Entries on locating named things:
-------------------------

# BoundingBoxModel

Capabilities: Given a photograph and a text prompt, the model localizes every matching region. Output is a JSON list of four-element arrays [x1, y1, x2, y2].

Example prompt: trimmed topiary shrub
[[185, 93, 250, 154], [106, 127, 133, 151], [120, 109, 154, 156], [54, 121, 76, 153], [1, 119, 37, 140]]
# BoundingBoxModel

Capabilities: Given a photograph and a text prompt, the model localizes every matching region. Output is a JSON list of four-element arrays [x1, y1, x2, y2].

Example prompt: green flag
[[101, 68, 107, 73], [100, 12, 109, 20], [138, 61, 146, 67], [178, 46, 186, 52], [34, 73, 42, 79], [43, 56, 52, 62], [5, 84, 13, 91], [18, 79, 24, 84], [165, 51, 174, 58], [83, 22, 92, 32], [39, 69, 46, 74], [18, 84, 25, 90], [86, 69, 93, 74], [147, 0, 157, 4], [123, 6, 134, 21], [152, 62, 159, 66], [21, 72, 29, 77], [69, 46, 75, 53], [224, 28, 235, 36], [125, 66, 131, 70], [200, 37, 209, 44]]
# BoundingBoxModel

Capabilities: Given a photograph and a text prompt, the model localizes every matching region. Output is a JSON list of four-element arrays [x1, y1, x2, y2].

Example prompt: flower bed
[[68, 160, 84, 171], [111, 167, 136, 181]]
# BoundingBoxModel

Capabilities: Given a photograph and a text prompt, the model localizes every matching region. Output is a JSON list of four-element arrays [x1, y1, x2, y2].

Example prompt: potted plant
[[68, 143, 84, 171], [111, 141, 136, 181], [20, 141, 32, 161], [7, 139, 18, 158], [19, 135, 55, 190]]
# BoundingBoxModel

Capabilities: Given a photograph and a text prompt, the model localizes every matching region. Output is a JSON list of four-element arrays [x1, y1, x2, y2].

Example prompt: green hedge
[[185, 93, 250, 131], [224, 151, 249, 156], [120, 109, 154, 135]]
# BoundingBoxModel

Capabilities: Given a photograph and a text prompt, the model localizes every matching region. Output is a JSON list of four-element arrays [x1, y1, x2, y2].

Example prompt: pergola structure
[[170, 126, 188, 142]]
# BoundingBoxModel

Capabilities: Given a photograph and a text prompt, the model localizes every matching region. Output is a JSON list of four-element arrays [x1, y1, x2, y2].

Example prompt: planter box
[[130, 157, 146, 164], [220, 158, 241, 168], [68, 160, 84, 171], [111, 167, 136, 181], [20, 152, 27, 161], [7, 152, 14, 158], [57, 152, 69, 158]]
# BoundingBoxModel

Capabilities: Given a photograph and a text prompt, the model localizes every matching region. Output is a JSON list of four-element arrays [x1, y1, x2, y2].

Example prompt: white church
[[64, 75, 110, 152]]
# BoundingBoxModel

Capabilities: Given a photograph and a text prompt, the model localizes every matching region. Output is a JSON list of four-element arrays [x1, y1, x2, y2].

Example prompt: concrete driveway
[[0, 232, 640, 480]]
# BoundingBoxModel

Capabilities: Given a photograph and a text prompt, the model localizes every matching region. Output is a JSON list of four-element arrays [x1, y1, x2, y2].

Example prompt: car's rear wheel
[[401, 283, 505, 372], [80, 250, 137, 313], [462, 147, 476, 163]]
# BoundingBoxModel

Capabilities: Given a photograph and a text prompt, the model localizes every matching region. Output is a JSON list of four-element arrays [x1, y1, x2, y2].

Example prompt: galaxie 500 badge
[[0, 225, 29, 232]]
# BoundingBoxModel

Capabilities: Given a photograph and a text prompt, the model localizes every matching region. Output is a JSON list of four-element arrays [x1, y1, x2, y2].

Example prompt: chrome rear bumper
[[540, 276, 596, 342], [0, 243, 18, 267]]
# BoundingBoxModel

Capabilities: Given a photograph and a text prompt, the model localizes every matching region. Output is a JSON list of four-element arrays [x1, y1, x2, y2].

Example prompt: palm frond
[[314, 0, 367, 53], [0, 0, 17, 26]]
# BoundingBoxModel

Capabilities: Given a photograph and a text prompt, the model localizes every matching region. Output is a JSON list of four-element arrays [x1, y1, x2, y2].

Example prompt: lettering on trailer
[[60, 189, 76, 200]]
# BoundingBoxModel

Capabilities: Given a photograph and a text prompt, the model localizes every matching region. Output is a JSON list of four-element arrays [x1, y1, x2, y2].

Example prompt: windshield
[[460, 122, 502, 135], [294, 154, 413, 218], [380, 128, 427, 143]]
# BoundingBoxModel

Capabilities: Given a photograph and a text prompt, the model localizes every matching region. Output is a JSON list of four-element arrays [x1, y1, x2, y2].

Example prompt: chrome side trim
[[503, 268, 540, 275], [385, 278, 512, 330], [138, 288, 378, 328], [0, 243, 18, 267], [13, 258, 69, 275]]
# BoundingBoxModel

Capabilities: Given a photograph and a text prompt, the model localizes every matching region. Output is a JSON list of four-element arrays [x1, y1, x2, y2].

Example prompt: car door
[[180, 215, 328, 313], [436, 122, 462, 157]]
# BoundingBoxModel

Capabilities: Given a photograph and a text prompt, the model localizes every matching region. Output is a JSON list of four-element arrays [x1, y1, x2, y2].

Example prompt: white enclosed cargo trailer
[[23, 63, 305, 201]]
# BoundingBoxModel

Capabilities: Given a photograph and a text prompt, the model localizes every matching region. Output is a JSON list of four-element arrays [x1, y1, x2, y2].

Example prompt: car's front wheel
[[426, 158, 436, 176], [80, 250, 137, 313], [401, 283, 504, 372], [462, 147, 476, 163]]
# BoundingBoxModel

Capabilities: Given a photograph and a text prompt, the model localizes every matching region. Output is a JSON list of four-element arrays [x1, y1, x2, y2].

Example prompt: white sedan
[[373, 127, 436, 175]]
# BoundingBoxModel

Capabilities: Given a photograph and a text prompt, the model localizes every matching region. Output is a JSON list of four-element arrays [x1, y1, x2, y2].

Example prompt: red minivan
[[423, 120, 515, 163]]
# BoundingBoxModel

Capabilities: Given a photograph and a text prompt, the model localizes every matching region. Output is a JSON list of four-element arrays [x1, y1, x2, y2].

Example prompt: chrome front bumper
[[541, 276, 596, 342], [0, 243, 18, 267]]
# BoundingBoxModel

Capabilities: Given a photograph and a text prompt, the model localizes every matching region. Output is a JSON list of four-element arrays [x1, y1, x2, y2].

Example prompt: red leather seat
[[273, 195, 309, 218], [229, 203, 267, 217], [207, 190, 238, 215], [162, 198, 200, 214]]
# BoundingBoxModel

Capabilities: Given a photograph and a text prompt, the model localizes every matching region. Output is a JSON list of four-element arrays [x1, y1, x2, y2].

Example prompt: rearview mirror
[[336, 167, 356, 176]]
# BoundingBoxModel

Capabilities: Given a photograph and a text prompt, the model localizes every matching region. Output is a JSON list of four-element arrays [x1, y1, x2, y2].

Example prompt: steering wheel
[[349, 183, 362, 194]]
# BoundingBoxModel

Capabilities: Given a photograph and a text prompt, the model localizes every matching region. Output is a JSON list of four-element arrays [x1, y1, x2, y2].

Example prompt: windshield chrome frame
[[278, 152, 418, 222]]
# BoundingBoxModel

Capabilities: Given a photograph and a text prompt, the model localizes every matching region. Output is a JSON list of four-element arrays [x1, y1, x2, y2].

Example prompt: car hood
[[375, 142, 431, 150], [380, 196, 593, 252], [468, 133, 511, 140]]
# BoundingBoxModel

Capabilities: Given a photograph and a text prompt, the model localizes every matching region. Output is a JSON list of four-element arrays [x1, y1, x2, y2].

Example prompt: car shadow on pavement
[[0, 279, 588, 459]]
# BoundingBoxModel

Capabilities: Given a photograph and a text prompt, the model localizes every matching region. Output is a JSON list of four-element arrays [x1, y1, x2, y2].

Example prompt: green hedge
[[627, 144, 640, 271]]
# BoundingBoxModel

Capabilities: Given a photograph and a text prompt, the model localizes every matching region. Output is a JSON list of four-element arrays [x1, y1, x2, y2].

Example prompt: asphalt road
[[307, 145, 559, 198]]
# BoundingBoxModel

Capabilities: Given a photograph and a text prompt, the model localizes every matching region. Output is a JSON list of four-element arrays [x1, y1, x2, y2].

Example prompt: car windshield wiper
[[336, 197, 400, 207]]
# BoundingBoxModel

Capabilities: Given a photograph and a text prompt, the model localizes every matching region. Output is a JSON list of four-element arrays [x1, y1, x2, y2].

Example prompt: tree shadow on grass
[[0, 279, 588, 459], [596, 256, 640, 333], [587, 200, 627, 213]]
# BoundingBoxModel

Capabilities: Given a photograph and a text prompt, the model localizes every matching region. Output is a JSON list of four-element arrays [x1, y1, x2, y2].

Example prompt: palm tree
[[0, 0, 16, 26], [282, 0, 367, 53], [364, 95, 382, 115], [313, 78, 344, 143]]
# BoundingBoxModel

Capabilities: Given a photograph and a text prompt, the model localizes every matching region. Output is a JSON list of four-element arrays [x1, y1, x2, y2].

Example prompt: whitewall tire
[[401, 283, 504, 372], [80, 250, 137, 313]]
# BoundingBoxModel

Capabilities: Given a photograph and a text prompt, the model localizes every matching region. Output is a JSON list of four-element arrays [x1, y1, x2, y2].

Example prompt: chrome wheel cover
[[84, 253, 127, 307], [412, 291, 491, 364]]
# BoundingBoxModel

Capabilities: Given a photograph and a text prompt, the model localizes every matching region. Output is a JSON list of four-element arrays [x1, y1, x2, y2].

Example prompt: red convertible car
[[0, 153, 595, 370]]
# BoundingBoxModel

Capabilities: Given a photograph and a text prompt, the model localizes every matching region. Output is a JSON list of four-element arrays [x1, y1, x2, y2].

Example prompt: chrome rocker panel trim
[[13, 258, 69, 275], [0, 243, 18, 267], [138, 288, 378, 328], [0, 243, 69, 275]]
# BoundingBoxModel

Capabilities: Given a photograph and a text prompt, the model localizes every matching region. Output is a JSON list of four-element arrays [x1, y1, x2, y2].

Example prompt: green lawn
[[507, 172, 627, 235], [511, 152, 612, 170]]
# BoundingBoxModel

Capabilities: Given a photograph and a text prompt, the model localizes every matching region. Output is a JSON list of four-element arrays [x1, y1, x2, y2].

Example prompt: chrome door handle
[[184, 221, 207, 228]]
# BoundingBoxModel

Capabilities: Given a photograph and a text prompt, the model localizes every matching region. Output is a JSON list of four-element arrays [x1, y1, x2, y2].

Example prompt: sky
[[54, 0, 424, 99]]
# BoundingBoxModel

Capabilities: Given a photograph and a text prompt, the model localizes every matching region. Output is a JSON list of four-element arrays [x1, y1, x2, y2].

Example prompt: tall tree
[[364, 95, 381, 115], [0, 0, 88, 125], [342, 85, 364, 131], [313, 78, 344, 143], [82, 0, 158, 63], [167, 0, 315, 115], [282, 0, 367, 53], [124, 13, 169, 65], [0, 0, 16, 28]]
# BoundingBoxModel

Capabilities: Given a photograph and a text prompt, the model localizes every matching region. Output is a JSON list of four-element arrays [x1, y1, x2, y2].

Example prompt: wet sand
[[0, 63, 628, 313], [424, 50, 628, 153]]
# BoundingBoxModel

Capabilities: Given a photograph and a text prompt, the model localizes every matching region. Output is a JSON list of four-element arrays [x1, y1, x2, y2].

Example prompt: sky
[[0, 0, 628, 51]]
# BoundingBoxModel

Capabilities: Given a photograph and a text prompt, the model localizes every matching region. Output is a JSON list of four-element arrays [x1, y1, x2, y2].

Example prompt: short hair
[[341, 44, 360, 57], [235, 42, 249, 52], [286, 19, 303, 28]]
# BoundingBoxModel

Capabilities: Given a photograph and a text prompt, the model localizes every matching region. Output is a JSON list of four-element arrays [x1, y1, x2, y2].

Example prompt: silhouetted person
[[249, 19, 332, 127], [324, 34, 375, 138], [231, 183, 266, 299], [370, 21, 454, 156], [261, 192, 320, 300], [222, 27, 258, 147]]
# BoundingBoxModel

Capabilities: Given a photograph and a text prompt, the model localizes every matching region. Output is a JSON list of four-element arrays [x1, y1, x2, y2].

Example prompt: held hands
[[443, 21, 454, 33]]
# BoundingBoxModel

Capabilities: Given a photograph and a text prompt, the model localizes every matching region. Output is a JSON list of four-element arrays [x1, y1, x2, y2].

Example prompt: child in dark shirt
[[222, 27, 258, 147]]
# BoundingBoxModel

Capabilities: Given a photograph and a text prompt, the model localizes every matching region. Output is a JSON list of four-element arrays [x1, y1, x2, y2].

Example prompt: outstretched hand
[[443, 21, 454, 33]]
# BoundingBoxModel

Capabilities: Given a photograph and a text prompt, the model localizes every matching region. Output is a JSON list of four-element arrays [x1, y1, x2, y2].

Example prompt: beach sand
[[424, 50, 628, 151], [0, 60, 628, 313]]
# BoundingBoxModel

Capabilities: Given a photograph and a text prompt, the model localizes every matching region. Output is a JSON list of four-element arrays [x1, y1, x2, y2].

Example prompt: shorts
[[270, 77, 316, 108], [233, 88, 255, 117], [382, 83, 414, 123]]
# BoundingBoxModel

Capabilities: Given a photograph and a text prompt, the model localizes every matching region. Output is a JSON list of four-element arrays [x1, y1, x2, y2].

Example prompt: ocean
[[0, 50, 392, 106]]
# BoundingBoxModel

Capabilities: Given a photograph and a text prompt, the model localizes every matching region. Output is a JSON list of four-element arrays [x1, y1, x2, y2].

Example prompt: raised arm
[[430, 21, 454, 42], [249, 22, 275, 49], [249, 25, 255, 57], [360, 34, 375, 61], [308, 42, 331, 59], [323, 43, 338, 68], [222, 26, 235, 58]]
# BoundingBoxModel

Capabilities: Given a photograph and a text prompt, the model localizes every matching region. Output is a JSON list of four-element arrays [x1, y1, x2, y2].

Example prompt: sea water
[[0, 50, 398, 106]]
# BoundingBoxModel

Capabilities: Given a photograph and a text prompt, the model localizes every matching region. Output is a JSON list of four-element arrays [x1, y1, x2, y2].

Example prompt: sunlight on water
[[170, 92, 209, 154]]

-------------------------

Please rewrite the entries from the top through the line containing "119, 37, 140]]", replacing "localizes" with "finds" and changing nothing else. Give only those lines.

Task answer:
# BoundingBoxModel

Capabilities: Given a photograph and a text prompt, the model finds every matching region. Output is a JSON list of four-element arrays [x1, y1, x2, y2].

Example prompt: trimmed topiary shrub
[[185, 93, 250, 154], [106, 127, 133, 151], [120, 109, 154, 156], [54, 121, 76, 153], [1, 119, 37, 140]]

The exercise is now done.